* **Exercise goal**: Count the lines in the entries that contain the word "sports" and give only that number.

[Pointing dataset entries]
--------------------------------------------------

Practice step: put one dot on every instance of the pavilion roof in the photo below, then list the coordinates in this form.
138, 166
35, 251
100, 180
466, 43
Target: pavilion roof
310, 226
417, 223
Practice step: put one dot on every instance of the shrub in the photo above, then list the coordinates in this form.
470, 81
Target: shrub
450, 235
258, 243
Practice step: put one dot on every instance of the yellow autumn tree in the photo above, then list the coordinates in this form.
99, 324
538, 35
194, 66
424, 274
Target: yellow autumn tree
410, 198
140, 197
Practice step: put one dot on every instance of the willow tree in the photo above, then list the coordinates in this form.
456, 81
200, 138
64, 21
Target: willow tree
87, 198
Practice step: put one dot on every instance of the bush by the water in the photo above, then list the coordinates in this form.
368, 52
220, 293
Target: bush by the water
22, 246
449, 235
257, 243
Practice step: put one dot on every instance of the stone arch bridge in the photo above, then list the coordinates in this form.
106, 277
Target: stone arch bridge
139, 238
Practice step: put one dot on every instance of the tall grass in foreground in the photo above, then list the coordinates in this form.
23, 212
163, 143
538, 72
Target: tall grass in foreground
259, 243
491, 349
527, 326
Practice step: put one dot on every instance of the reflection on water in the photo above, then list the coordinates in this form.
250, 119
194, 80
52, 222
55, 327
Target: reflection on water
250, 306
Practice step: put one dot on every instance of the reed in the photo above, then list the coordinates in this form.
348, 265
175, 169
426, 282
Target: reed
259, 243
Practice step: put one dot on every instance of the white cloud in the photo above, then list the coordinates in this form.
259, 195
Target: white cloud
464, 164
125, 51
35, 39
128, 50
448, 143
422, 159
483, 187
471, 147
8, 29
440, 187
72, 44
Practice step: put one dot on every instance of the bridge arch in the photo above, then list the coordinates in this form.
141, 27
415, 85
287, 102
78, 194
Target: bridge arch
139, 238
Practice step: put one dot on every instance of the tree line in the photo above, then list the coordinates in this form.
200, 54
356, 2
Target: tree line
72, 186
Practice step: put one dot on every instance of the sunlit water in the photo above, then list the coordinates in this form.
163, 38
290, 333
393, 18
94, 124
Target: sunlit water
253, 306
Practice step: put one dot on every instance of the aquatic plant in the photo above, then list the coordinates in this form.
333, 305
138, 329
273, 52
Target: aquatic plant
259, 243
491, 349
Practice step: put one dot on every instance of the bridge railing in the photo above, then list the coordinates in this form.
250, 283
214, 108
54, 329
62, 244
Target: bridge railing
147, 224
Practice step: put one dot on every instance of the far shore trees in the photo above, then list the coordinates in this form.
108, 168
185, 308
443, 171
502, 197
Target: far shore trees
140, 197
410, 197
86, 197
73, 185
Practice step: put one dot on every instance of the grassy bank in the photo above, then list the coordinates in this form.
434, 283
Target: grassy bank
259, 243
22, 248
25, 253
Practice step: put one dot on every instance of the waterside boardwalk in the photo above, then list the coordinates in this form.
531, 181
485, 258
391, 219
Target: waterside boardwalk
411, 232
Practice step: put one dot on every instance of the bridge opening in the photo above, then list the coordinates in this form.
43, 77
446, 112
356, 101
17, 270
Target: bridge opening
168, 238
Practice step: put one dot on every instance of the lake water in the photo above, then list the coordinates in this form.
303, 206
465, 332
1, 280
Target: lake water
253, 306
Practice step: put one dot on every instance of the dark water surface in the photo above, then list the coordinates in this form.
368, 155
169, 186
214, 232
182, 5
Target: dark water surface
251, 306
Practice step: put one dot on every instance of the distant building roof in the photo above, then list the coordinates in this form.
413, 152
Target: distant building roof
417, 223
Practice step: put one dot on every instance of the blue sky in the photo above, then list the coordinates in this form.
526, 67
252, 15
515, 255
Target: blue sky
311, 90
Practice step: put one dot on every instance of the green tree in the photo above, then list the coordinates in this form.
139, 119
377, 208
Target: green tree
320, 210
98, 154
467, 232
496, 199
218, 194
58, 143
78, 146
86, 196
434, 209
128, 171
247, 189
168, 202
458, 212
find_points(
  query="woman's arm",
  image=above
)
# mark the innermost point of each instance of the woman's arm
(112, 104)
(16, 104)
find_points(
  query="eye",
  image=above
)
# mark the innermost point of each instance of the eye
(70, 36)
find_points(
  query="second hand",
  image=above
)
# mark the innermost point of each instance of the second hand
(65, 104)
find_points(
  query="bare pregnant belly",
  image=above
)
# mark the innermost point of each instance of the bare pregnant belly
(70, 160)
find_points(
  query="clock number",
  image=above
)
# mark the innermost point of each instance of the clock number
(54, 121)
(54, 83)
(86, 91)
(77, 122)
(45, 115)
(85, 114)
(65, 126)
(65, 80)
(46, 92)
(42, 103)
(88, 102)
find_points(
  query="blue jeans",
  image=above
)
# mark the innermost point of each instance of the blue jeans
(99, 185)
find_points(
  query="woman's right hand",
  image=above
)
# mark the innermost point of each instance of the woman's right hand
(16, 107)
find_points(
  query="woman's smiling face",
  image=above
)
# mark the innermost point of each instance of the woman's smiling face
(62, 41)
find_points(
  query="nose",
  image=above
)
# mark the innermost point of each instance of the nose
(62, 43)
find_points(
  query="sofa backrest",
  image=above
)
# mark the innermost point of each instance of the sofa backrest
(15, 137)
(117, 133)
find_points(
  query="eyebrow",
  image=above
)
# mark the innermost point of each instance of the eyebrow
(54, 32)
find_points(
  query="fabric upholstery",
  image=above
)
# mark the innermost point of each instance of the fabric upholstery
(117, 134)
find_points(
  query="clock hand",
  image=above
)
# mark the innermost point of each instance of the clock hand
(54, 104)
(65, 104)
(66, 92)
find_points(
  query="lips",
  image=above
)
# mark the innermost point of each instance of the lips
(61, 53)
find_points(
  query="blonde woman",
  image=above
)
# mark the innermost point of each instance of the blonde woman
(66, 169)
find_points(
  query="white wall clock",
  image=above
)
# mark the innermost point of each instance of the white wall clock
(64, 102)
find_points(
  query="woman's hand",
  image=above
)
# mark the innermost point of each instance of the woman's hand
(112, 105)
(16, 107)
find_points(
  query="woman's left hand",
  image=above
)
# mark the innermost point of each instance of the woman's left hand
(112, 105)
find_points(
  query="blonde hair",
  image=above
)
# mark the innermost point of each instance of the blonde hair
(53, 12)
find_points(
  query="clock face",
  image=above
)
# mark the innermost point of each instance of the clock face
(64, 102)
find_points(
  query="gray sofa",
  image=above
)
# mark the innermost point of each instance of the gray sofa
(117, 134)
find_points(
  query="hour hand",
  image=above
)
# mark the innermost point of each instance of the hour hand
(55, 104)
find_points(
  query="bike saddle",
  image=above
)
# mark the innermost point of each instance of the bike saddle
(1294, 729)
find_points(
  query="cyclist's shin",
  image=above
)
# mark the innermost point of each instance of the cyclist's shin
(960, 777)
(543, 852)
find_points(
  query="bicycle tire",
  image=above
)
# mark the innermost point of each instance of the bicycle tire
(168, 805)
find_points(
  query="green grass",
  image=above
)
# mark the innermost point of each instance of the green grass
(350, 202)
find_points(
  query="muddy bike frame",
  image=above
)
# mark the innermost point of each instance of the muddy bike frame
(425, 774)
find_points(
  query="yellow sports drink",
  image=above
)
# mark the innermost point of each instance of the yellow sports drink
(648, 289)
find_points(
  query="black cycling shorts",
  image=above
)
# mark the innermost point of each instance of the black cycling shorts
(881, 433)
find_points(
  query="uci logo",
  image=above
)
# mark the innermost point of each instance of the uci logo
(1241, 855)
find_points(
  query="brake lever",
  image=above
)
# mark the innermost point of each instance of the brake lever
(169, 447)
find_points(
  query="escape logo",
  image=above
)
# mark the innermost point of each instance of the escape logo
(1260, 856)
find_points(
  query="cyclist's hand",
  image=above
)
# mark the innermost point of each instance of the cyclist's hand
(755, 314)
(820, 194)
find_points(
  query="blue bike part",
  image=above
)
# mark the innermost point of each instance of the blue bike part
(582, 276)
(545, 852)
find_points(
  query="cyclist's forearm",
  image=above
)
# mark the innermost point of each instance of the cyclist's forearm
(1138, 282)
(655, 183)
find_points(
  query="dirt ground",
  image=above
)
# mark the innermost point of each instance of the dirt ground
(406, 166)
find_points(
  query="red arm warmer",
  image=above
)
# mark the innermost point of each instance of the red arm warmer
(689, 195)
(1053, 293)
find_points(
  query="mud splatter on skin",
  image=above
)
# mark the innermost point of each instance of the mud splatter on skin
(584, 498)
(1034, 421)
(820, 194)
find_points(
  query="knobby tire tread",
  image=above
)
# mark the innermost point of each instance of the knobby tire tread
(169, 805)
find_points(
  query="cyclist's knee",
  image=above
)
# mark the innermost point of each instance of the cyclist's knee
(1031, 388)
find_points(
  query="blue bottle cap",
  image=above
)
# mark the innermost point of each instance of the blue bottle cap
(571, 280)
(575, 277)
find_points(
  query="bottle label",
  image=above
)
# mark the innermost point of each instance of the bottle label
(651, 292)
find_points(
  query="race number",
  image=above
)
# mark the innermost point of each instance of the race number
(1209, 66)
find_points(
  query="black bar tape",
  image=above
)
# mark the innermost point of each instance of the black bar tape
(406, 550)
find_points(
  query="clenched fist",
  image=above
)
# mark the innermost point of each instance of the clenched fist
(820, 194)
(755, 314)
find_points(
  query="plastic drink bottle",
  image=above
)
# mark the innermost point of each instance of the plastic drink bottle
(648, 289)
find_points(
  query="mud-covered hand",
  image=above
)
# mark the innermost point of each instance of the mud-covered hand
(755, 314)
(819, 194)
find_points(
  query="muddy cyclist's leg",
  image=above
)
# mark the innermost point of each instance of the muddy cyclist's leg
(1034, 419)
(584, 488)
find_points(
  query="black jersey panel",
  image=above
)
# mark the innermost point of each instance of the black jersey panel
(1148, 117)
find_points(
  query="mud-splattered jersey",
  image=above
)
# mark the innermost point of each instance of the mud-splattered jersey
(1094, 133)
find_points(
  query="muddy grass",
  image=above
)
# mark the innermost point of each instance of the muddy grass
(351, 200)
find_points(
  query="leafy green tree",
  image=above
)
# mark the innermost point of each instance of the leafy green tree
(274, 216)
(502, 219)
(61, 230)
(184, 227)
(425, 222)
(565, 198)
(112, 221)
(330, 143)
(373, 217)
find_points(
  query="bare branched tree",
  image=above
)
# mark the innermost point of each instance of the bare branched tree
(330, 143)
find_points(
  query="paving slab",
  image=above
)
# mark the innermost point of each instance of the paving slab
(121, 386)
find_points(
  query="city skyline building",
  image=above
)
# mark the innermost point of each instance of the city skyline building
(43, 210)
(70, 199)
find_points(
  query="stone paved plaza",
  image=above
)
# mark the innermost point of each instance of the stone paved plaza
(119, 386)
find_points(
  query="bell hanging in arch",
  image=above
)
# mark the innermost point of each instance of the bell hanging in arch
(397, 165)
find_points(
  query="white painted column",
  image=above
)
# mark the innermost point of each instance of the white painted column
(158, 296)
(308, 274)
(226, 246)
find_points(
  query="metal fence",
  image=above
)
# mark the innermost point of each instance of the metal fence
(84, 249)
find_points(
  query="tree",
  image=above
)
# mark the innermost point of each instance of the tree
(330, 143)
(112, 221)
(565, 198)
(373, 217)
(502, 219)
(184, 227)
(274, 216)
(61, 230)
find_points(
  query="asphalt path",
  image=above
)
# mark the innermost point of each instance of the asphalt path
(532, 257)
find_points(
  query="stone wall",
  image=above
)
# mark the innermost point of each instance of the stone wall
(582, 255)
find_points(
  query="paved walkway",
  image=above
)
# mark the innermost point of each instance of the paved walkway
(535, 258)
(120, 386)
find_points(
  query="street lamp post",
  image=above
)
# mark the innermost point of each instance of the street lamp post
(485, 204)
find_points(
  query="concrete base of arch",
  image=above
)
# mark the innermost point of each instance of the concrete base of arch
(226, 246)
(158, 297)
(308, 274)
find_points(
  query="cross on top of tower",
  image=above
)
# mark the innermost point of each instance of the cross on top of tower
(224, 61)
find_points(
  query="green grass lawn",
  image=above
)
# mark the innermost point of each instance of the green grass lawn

--------------------------------------------------

* **Task result**: 2